▶ **Короткая задача 1**: Перепечатайте из отрывка о Козыреве в карцере участок от «Page 243 - Архипелаг» до «вёл счёт времени.» включительно.
▶ **Короткая задача 2**: На какой срок оглох Козырев после карцера, согласно отрывку о его заключении?
▶ **Короткая задача 3**: Продолжите отрывок о Козыреве в карцере, начав сразу после последнего приведённого предложения.

▶ **Фрагмент источника**:
------------------------------------

Page 243 - Архипелаг ГУЛаг
P. 243
Три раза в день давали по кружке кипятку, от которого становился пьяным. В
трёхсотграммовую пайку хлеба как–то один из дежурных вдавил незаконный кусок сахара.
По пайкам и различая свет из какого–то лабиринтного окошечка, Козырев вёл счёт времени.
Вот кончились его пять суток — но его не выпускали. Обострённым ухом он услышал шёпот
в коридоре — насчёт не то шестых суток, не то шести суток. В том и была провокация:
ждали, чтоб он заявил, что пять суток кончились, пора освобождать, — и за
недисциплинированность продлить ему карцер. Но он покорно и молча просидел ещё
сутки — и тогда его освободили, как ни в чём не бывало. (Может быть, начальник тюрьмы
так и испытывал всех по очереди на покорность? Карцер для тех, кто ещё не смирился.) —
После карцера камера показалась дворцом. Козырев на полгода оглох, и начались у него
нарывы в горле. А однокамерник Козырева от частых карцеров сошёл с ума, и больше года
Козырев сидел вдвоём с сумасшедшим. (Много случаев безумия в политизоляторах помнит
Надежда Суровцева—одна она не меньше, чем насчитал Но во русский по
двадцатидвухлетней летописи Шлиссельбурга.)

------------------------------------

▶ **Показанные данные**:
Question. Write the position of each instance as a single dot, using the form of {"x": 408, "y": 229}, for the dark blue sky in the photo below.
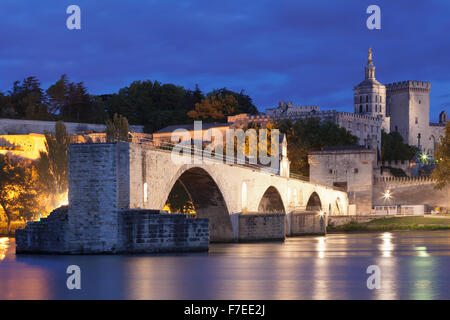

------------------------------------

▶ **Ответ 1**:
Page 243 - Архипелаг ГУЛаг
P. 243
Три раза в день давали по кружке кипятку, от которого становился пьяным. В
трёхсотграммовую пайку хлеба как–то один из дежурных вдавил незаконный кусок сахара.
По пайкам и различая свет из какого–то лабиринтного окошечка, Козырев вёл счёт времени.

▶ **Ответ 2**: На полгода.

▶ **Ответ 3**:
Не покажется ли теперь читателю, что мы постепен–ненько взобрались на вершину
второго рога — и, пожалуй, он повыше первого? и, пожалуй, поострей?
Но мнения расходятся. Старые лагерники в один голос признают Владимирский ТОН
50–х годов курортом. Так нашёл Владимир Борисович Зельдович, присланный туда со
станции Абезь, и Анна Петровна Скрипникова, попавшая туда (1956) из кемеровских
лагерей. Скрипникова особенно была поражена регулярной отправкой заявлений каждые
десять дней (она стала писать… в ООН) и отличной библиотекой, включая иностранные
языки: в камеру приносят полный каталог и составляешь годовую заявку.
А ещё же не забудьте и гибкость нашего Закона: приговорили тысячи женщин («жён»)
к тюрзаку. Вдруг свистнули— всем сменить на лагеря (на Колыме золота недомыв)! И
сменили. Без всякого суда.
Так есть ли ещё тот тюрзак? Или это только лагерная прихожая?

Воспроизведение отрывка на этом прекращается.